→ **Your task**:
Please pick out each line in the rows below that contains the string "item" and copy those lines.

→ **Excerpted records**:

[start]

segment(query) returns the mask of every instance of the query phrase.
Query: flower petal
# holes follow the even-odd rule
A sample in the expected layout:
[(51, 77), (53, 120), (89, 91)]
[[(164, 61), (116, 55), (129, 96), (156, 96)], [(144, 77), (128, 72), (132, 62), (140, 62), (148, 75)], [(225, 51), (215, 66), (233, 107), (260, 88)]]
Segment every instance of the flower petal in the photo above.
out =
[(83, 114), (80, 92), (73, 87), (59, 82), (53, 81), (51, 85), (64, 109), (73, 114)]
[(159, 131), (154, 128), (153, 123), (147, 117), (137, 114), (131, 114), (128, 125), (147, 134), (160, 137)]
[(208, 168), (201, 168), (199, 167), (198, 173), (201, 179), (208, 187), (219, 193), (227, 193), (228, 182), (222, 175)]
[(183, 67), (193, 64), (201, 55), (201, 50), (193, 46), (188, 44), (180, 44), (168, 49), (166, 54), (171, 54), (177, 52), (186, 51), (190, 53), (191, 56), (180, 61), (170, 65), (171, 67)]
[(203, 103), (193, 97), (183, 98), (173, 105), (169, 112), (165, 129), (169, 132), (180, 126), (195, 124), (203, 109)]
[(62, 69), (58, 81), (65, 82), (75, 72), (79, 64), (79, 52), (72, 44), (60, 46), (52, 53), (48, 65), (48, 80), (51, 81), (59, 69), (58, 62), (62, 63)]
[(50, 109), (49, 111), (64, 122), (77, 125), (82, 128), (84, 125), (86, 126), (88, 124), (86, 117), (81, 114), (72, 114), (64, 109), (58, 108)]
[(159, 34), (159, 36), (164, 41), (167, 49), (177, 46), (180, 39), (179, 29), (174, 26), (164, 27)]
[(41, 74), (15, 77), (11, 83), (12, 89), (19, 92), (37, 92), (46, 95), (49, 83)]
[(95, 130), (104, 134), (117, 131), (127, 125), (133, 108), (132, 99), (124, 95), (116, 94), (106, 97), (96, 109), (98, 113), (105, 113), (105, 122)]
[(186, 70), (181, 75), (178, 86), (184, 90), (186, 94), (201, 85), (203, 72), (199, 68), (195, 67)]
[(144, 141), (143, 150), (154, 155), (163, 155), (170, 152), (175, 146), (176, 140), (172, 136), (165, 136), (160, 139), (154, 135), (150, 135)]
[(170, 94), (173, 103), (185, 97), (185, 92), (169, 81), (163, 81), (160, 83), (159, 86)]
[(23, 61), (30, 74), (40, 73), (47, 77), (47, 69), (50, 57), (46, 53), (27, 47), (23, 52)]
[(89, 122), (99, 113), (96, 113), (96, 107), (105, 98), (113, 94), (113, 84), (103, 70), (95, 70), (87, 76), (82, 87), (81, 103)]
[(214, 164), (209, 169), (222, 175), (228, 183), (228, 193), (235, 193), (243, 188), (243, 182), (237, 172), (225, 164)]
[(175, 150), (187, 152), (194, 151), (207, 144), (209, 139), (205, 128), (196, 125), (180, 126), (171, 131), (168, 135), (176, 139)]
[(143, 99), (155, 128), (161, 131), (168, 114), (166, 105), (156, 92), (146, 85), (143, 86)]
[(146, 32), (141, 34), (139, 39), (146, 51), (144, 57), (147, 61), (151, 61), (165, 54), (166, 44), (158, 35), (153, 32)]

[end]
[start]

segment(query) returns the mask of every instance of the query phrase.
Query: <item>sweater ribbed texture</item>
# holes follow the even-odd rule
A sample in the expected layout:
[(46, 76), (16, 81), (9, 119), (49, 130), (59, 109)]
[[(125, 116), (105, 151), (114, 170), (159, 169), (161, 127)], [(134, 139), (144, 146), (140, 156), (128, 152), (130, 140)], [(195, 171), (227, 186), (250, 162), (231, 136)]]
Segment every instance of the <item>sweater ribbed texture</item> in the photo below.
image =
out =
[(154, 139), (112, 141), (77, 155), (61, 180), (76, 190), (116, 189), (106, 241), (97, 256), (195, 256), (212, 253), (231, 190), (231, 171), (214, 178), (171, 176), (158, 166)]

[end]

→ **Result for this task**:
Query: <item>sweater ribbed texture</item>
Segment every instance of the <item>sweater ribbed texture</item> in the photo below.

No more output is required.